(Named-object pointing records)
____________________

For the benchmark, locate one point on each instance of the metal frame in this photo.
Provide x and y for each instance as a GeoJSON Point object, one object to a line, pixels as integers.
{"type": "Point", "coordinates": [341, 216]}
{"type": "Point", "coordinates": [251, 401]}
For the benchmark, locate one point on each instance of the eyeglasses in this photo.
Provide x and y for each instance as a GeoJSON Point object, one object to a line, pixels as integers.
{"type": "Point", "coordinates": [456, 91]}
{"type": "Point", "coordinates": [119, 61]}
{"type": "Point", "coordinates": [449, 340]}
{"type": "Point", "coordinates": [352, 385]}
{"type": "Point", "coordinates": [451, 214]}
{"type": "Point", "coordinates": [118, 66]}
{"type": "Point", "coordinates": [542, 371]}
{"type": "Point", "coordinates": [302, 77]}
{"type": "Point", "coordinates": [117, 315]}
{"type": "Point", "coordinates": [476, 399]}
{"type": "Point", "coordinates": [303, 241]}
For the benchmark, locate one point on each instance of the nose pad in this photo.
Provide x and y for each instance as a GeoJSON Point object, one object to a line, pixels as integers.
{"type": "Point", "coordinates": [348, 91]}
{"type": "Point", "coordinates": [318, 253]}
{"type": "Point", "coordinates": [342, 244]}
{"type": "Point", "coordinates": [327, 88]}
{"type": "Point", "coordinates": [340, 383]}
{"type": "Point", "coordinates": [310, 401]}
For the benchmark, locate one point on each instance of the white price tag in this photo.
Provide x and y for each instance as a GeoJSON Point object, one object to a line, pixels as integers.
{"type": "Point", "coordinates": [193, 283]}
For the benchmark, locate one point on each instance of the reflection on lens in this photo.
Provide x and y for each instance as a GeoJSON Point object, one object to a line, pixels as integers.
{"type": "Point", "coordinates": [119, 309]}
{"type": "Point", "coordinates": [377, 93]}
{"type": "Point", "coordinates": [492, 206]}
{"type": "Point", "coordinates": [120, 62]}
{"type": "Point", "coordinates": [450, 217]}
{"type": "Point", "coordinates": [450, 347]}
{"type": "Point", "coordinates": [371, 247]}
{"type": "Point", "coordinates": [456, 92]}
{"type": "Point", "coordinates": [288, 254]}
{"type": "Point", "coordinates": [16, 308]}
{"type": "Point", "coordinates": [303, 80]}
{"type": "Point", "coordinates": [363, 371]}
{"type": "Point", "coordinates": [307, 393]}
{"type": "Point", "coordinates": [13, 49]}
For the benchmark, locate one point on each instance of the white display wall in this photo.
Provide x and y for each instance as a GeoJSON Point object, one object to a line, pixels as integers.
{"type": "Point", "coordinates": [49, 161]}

____________________

▶ **Task objective**
Copy every row above verbatim, one line at a time, with no changes.

▶ **Answer to this exercise**
For the benchmark, locate one point on each instance of the metal frame in this photo.
Provide x and y for each instance as a GeoJSON Point object, one object to a line, pixels as integers.
{"type": "Point", "coordinates": [341, 216]}
{"type": "Point", "coordinates": [251, 401]}
For the benchmark, locate one point on each instance of the eyeglasses in this photo.
Provide x and y for each instance as a GeoJSON Point object, one object to a line, pixels as integers.
{"type": "Point", "coordinates": [456, 91]}
{"type": "Point", "coordinates": [119, 61]}
{"type": "Point", "coordinates": [449, 340]}
{"type": "Point", "coordinates": [352, 385]}
{"type": "Point", "coordinates": [451, 214]}
{"type": "Point", "coordinates": [118, 66]}
{"type": "Point", "coordinates": [542, 371]}
{"type": "Point", "coordinates": [302, 77]}
{"type": "Point", "coordinates": [117, 315]}
{"type": "Point", "coordinates": [476, 399]}
{"type": "Point", "coordinates": [303, 241]}
For the benchmark, locate one point on each instance of the nose pad in this photo.
Provide x and y for each instance as a GeoJSON Point object, one object to a line, pixels as integers.
{"type": "Point", "coordinates": [348, 91]}
{"type": "Point", "coordinates": [318, 253]}
{"type": "Point", "coordinates": [342, 244]}
{"type": "Point", "coordinates": [327, 88]}
{"type": "Point", "coordinates": [340, 383]}
{"type": "Point", "coordinates": [310, 401]}
For the benchmark, locate one point on each instance of the white price tag in this photo.
Provide x and y for each instance as a GeoJSON Point object, one object to a line, pixels as integers.
{"type": "Point", "coordinates": [193, 283]}
For the benchmark, locate one point on each instance of the reflection on lens in this photo.
Provide x and y for each instance as a GeoJSON Point object, one object to a line, pixels as integers.
{"type": "Point", "coordinates": [119, 309]}
{"type": "Point", "coordinates": [377, 93]}
{"type": "Point", "coordinates": [492, 206]}
{"type": "Point", "coordinates": [120, 62]}
{"type": "Point", "coordinates": [450, 217]}
{"type": "Point", "coordinates": [450, 347]}
{"type": "Point", "coordinates": [371, 247]}
{"type": "Point", "coordinates": [456, 92]}
{"type": "Point", "coordinates": [288, 254]}
{"type": "Point", "coordinates": [16, 308]}
{"type": "Point", "coordinates": [303, 80]}
{"type": "Point", "coordinates": [363, 371]}
{"type": "Point", "coordinates": [307, 393]}
{"type": "Point", "coordinates": [13, 49]}
For the benchmark, locate one point on each instance of the white display wall in this photo.
Provide x and y for each instance as a GeoJSON Point object, one object to a line, pixels as integers.
{"type": "Point", "coordinates": [49, 161]}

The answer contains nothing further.